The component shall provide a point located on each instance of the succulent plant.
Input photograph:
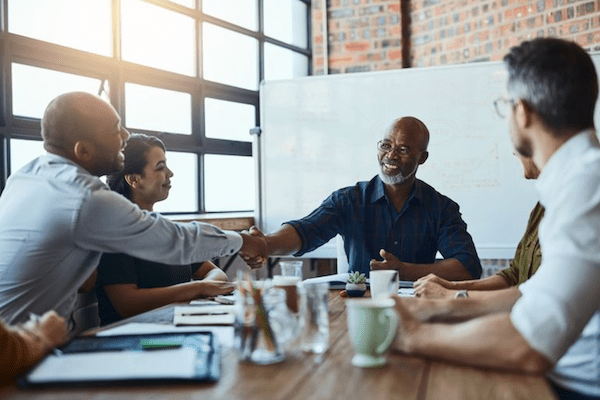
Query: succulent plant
(356, 278)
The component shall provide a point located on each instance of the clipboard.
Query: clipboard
(129, 360)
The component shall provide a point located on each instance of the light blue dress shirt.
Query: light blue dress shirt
(55, 221)
(558, 312)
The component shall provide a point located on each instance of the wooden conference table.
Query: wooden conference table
(300, 377)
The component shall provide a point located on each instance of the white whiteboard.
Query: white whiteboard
(319, 134)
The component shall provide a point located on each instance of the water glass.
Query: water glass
(314, 334)
(291, 268)
(263, 323)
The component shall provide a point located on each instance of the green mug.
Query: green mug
(372, 325)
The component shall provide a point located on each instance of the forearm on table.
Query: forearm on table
(491, 283)
(285, 241)
(209, 271)
(476, 305)
(450, 269)
(129, 301)
(490, 341)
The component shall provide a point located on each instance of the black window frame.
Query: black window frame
(28, 51)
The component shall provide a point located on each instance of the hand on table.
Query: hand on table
(408, 325)
(431, 290)
(50, 329)
(390, 261)
(207, 288)
(435, 279)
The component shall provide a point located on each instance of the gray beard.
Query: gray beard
(397, 179)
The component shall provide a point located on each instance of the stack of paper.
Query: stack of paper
(204, 315)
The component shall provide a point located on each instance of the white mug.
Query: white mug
(384, 282)
(372, 325)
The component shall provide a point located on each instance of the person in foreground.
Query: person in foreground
(526, 261)
(129, 285)
(23, 346)
(394, 221)
(57, 217)
(551, 323)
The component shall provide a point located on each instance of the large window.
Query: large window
(187, 71)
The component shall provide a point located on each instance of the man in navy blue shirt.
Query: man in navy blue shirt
(393, 221)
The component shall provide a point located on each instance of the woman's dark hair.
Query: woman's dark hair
(135, 153)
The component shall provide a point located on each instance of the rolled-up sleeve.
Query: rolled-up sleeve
(107, 222)
(455, 242)
(319, 226)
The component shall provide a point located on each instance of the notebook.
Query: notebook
(129, 360)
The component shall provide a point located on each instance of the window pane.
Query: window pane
(157, 109)
(186, 3)
(33, 88)
(23, 151)
(281, 63)
(158, 38)
(285, 20)
(220, 124)
(229, 183)
(83, 25)
(183, 196)
(230, 57)
(238, 12)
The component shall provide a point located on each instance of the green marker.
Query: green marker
(160, 344)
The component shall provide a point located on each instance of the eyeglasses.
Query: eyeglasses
(503, 106)
(386, 147)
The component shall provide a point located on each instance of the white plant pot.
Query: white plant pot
(356, 289)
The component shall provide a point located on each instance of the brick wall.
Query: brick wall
(365, 35)
(362, 35)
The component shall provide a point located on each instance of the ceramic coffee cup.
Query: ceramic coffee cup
(372, 325)
(384, 282)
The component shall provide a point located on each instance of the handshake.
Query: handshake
(255, 249)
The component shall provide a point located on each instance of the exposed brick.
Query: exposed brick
(446, 31)
(357, 46)
(395, 55)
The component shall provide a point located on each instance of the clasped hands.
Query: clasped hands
(255, 249)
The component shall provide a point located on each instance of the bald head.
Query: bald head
(412, 126)
(71, 117)
(87, 130)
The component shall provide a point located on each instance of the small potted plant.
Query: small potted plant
(356, 285)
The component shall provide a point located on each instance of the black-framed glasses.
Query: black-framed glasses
(503, 106)
(386, 147)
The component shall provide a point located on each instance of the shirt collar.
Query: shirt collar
(566, 154)
(379, 190)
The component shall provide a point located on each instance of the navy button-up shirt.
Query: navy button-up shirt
(364, 216)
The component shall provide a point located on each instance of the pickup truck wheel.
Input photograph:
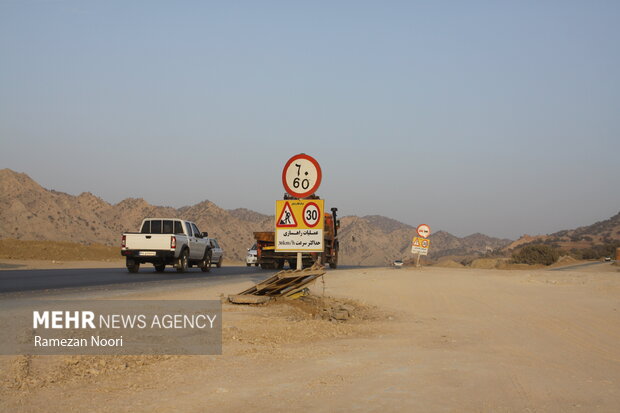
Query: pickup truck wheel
(205, 264)
(183, 262)
(132, 266)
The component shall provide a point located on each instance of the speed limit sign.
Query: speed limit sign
(301, 176)
(311, 214)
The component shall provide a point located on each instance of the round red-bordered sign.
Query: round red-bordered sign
(423, 230)
(311, 219)
(301, 175)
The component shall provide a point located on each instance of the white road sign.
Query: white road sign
(301, 176)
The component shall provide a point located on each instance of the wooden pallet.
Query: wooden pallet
(282, 284)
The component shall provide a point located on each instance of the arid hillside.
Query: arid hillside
(30, 212)
(598, 235)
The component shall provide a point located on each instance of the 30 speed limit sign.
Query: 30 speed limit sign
(301, 176)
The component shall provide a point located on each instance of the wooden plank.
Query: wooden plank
(248, 299)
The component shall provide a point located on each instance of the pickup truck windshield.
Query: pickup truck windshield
(158, 226)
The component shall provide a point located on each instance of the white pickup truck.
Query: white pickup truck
(166, 241)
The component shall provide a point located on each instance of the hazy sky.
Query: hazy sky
(471, 116)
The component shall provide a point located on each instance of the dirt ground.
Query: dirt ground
(435, 339)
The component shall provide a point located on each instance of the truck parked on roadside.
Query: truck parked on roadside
(268, 258)
(166, 241)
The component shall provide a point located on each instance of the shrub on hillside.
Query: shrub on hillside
(536, 254)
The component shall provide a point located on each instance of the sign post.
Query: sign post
(420, 244)
(299, 223)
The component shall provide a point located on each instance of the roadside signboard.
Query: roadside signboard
(299, 225)
(301, 176)
(423, 230)
(420, 245)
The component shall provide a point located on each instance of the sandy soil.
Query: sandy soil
(436, 339)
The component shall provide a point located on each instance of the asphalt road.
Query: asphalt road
(577, 266)
(14, 281)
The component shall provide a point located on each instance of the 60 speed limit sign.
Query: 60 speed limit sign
(301, 176)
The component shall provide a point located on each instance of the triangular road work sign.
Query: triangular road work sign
(286, 219)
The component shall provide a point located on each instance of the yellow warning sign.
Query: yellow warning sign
(299, 225)
(420, 245)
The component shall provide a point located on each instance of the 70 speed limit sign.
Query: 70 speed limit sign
(311, 214)
(301, 176)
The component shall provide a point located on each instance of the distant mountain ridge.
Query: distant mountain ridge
(29, 211)
(599, 233)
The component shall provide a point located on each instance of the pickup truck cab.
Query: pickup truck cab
(166, 241)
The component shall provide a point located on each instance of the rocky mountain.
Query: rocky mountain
(604, 232)
(29, 211)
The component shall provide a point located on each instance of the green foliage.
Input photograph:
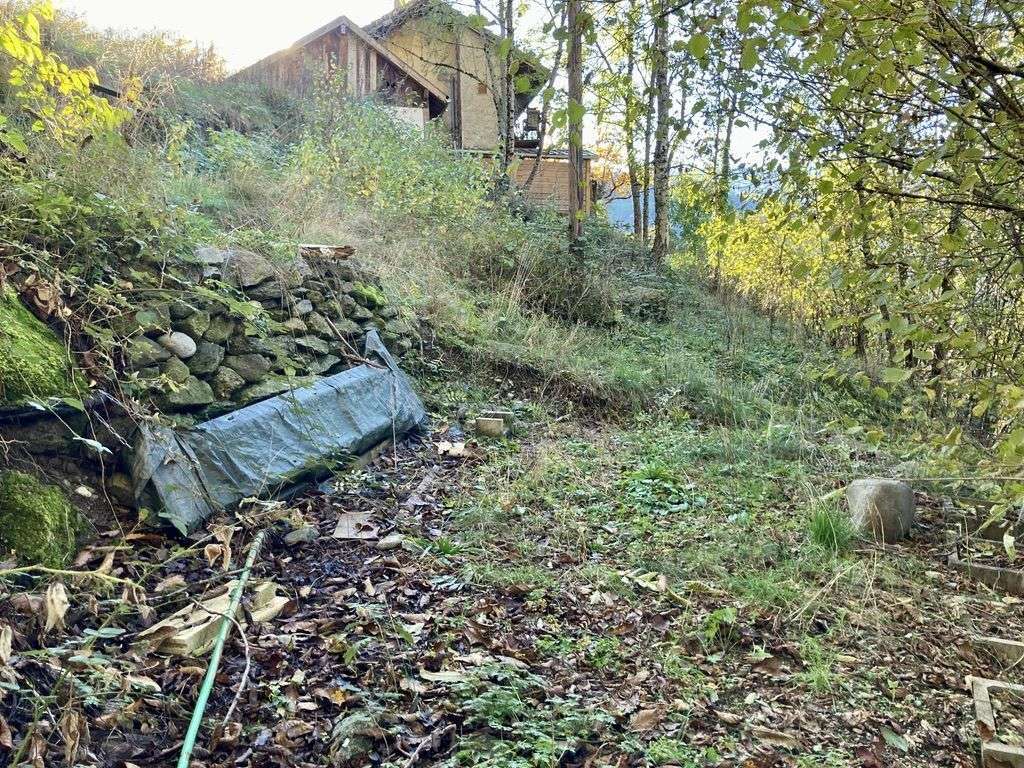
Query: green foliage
(56, 98)
(674, 752)
(34, 364)
(519, 725)
(37, 521)
(830, 528)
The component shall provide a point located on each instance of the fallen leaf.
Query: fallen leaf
(646, 720)
(75, 732)
(728, 718)
(449, 676)
(6, 639)
(213, 552)
(223, 536)
(776, 738)
(451, 449)
(171, 583)
(354, 525)
(895, 740)
(56, 605)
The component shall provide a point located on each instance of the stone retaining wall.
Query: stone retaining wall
(253, 329)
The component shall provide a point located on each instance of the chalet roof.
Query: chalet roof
(345, 25)
(529, 65)
(527, 153)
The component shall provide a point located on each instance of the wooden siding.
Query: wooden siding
(457, 57)
(551, 184)
(365, 71)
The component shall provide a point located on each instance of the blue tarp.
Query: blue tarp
(263, 449)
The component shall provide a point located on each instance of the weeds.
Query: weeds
(830, 528)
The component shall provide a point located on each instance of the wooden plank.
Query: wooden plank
(993, 754)
(1006, 579)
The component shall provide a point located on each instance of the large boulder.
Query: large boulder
(190, 393)
(143, 351)
(246, 269)
(178, 344)
(34, 364)
(37, 522)
(881, 509)
(207, 358)
(252, 368)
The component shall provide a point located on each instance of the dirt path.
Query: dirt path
(504, 606)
=======
### Exercise directions
Swap "dirt path" for "gravel trail" in the listing, starting at the line containing "the rocky mountain." and ending at the last line of the listing, and give those lines back with nothing else changed. Leave the pictures out.

### The result
The component shall provide a point located on each instance of the rocky mountain.
Query: rocky mountain
(604, 232)
(29, 211)
The component shall provide a point located on each instance of the green foliage.
Input photograph:
Query: green foliage
(56, 98)
(674, 752)
(34, 364)
(519, 725)
(37, 521)
(830, 528)
The component shall provide a point located on each instance of the fallen leaf.
Query: fallen leaf
(646, 720)
(75, 732)
(728, 718)
(449, 676)
(6, 639)
(213, 552)
(223, 536)
(776, 738)
(451, 449)
(171, 583)
(354, 525)
(895, 740)
(56, 605)
The component shall provide a point located on each instance of the stone retaining wall.
Query: stone retaining wall
(253, 329)
The component shall provide a point located on each instance of the chalet roof.
Query: chalet roof
(345, 25)
(529, 65)
(527, 153)
The component shall provide a point located on each instance of the wooden siding.
Query: wooden siding
(457, 57)
(551, 184)
(365, 71)
The component shall provide a point located on each instance of the blue tarp.
Query: blue tarp
(263, 449)
The component shall provide a point located on each instance of the weeds.
Query: weeds
(830, 528)
The component shall provide a point located on each instance of the wooden plank.
Query: wooden plank
(993, 754)
(1006, 579)
The component shall provide a point located on each instance of the large boulder.
Query: large boulder
(190, 393)
(143, 351)
(246, 269)
(178, 344)
(34, 364)
(37, 522)
(881, 509)
(207, 358)
(252, 368)
The component shall provide a point located on each instance of the gravel trail.
Query: gravel trail
(504, 606)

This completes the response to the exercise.